Task directions
Express the part of the listing between the lines holding "Audit instructions — the first annotator's boxes for dog's eye" and "[750,153,781,168]", inclusive, as a two-column CSV with the headers entry and result. Give one row for each entry, with its text under entry and its answer under result, each in one quoted field with line breaks turned into spaces.

Data excerpts

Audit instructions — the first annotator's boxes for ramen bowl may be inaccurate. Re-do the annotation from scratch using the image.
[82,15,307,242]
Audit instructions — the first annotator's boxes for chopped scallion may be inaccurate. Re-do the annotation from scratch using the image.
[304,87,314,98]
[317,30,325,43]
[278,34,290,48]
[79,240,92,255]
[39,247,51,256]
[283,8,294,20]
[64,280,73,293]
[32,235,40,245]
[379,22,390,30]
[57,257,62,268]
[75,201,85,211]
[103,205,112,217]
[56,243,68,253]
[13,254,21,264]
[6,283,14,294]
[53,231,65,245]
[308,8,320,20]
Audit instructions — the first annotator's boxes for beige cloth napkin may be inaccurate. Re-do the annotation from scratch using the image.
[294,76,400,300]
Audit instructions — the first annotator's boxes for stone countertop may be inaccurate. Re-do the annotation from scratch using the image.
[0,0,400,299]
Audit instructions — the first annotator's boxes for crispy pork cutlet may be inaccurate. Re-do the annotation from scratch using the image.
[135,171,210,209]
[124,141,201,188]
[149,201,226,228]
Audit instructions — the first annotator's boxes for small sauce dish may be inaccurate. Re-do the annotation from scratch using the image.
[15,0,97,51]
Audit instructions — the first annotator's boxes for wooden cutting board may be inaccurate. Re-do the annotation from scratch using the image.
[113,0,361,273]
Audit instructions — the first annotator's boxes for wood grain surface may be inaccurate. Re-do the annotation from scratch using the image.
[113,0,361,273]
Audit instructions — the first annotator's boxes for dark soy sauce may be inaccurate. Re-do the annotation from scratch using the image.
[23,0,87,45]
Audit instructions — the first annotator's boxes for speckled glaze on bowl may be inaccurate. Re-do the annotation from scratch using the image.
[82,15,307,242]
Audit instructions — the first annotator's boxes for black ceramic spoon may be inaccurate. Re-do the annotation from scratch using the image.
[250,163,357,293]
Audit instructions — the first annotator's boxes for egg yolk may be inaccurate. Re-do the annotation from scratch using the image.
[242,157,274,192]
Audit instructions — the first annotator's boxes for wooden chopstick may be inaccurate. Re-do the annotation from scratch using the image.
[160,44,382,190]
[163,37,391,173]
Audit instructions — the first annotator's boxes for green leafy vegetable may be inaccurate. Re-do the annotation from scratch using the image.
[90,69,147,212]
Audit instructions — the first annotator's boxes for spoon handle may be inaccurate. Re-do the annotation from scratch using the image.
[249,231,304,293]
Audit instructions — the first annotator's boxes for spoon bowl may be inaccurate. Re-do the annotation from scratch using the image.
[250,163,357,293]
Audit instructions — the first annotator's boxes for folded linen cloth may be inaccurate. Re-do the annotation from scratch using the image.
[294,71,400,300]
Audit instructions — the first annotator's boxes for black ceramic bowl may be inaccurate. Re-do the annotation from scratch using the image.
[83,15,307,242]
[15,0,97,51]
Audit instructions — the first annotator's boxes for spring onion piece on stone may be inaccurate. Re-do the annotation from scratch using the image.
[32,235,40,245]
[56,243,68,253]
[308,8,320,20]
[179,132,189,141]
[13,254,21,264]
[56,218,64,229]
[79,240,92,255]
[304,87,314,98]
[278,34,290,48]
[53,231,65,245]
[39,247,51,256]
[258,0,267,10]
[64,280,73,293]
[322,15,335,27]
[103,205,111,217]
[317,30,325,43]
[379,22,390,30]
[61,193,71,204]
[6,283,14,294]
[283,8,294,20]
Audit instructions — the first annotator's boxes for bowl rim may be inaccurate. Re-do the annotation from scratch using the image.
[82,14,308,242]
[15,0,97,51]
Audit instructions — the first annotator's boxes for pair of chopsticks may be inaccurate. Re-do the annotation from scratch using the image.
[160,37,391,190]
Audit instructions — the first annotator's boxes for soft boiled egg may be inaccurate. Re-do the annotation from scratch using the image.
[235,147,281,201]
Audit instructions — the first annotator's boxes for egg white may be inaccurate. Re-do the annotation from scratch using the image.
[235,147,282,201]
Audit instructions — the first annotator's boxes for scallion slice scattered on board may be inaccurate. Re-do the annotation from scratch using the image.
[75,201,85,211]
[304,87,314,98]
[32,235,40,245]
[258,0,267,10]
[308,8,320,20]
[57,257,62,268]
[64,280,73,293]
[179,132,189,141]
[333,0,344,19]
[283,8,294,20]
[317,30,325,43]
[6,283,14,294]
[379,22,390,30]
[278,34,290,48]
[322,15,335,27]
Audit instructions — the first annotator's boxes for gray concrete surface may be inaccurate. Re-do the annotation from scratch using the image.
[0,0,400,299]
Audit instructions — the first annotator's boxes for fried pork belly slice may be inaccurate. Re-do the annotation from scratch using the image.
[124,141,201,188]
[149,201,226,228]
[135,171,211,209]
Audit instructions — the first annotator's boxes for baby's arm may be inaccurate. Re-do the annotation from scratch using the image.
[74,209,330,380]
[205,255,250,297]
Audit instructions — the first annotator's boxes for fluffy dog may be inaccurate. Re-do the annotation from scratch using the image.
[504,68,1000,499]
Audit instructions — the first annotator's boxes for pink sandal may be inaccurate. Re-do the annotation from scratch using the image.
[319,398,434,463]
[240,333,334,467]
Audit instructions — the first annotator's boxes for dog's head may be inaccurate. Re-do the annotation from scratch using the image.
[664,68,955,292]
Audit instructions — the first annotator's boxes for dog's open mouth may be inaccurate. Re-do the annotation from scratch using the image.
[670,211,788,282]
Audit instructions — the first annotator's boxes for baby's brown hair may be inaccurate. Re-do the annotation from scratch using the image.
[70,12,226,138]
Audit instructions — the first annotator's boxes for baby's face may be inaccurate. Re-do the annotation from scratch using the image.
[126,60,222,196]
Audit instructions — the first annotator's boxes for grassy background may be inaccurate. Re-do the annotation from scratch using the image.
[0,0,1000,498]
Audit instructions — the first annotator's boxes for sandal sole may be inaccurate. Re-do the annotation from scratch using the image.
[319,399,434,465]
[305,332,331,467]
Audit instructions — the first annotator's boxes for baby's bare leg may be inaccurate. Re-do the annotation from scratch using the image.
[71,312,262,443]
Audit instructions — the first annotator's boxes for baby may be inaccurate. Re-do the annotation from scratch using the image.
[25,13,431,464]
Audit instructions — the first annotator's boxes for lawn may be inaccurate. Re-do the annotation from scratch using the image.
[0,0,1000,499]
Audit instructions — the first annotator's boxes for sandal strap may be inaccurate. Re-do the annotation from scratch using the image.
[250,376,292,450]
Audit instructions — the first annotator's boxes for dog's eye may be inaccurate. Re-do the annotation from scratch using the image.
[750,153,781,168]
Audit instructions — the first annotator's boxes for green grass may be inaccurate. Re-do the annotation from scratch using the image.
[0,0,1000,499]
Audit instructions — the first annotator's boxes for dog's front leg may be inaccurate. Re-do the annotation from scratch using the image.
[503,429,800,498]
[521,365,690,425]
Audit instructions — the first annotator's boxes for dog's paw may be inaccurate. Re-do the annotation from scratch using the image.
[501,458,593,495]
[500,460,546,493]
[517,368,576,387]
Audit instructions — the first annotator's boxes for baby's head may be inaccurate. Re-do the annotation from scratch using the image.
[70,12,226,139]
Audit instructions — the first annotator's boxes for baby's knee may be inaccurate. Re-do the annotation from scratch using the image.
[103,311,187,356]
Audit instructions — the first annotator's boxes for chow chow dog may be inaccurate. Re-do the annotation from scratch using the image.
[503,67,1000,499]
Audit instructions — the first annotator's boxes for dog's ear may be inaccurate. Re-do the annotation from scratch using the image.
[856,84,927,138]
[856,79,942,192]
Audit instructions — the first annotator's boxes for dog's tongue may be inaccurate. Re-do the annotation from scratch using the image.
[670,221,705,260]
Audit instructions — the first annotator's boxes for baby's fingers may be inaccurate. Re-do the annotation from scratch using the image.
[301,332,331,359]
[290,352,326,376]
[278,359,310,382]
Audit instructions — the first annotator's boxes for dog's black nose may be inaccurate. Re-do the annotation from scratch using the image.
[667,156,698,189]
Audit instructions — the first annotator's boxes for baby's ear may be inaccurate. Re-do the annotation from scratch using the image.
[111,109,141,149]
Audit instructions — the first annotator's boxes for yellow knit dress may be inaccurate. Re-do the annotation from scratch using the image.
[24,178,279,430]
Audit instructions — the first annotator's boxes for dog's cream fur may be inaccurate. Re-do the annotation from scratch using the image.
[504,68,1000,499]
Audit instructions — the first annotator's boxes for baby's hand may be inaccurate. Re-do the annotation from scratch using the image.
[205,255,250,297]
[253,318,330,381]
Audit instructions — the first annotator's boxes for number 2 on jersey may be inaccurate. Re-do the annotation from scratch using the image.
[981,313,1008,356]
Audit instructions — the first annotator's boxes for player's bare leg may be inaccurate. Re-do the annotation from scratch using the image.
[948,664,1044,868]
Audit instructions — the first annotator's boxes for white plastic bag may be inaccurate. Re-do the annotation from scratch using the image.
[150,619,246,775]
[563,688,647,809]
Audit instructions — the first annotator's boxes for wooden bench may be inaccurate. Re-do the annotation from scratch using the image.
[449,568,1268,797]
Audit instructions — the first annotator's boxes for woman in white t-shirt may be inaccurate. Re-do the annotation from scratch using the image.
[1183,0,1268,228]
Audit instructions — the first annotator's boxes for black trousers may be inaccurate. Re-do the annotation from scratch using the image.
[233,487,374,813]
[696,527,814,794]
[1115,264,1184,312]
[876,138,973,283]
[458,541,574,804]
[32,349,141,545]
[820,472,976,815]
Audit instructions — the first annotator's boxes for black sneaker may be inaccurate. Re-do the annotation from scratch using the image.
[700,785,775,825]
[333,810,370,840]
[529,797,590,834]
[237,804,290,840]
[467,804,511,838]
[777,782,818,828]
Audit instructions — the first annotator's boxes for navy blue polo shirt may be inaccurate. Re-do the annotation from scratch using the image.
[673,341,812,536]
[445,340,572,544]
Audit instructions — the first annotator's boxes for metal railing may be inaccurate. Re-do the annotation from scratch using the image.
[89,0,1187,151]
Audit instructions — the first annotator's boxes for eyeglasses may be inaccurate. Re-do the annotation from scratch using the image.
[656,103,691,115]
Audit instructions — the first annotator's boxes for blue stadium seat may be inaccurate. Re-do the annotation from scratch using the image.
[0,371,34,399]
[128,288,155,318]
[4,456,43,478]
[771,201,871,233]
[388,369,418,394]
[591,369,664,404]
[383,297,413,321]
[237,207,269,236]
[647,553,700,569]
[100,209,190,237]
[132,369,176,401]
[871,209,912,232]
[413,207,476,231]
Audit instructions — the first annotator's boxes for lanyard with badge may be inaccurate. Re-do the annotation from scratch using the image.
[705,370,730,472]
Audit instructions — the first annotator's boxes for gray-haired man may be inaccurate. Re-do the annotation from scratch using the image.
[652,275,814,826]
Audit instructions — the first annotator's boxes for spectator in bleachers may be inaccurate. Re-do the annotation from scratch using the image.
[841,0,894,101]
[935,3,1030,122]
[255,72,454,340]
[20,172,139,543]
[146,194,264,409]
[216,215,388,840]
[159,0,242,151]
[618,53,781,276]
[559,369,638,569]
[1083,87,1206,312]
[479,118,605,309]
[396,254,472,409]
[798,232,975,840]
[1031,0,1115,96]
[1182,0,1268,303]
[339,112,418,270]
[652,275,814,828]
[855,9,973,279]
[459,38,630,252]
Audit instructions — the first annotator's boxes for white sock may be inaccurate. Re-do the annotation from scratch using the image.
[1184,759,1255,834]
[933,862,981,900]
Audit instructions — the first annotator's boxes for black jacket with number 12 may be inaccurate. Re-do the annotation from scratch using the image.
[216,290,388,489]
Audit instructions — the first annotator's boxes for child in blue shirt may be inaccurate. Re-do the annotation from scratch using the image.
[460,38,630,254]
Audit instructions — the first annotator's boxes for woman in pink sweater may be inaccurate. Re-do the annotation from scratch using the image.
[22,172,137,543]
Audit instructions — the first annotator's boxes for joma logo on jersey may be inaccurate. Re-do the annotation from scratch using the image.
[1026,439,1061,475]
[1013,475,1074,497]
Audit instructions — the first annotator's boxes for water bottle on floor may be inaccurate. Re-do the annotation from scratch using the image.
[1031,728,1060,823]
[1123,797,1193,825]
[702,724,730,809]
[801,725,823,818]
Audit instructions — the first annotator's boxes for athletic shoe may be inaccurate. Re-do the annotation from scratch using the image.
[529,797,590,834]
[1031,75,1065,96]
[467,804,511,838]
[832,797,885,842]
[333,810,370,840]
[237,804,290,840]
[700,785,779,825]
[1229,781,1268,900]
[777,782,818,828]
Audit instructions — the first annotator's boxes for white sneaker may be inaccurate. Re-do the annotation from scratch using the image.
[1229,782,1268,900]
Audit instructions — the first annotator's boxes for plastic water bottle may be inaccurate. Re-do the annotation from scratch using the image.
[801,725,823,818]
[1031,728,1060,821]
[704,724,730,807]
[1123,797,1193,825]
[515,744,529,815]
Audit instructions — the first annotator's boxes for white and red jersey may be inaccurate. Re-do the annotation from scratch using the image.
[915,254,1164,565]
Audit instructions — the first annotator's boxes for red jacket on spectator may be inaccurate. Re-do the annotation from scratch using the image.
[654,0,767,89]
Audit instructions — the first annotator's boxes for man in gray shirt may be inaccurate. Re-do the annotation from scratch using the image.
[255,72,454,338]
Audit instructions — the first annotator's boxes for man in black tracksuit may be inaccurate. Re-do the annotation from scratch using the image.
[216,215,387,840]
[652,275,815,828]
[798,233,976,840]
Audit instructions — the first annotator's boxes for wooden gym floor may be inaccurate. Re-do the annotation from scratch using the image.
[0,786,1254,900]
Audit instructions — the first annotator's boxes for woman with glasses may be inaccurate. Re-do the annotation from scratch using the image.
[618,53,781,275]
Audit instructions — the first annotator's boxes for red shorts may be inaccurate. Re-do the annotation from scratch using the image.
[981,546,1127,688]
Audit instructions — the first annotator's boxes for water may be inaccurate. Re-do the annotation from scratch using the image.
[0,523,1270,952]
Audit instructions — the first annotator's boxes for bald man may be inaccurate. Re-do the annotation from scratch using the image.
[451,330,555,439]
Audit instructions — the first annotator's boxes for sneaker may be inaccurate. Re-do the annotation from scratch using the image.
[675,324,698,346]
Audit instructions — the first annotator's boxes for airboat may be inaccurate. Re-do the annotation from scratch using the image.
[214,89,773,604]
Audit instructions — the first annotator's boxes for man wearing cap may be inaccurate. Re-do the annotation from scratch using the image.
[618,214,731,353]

Task result
entry,result
"Audit instructions — the first annotator's boxes for dog's eye may be inaccurate. Re-do the annotation from scratch using the image.","[750,153,781,168]"